(Exercise requirements) The number of lines with the string "Target" in the listing below is all that should be reported.

(Data shown)

-=-=-

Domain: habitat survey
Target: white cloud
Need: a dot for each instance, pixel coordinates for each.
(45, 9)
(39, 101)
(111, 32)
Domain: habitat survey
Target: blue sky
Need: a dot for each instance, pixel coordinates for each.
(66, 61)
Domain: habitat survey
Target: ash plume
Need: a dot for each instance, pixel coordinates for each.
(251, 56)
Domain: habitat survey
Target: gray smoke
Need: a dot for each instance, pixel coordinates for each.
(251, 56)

-=-=-

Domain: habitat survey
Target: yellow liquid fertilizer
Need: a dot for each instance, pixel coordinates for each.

-=-=-

(Problem solution) 5